EXERCISE TASK:
Please pull out every line of the items below that contains the string "roof". Case counts.

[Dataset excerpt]
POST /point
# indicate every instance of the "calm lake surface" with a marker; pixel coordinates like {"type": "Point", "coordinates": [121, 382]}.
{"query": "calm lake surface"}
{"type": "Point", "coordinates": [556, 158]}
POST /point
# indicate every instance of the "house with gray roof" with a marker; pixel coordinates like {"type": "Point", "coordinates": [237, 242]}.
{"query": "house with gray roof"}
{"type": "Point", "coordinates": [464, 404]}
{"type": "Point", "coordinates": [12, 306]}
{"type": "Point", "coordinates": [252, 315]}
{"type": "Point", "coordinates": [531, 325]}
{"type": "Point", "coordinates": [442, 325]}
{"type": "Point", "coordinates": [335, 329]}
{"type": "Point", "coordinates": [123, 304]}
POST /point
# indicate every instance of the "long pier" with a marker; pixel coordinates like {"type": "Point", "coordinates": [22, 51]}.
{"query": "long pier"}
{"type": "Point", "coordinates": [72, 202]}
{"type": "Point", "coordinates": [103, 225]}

COMPLETE OUTPUT:
# indicate every instance of the "house with gray roof" with a marker; pixel coordinates like {"type": "Point", "coordinates": [237, 242]}.
{"query": "house with gray roof"}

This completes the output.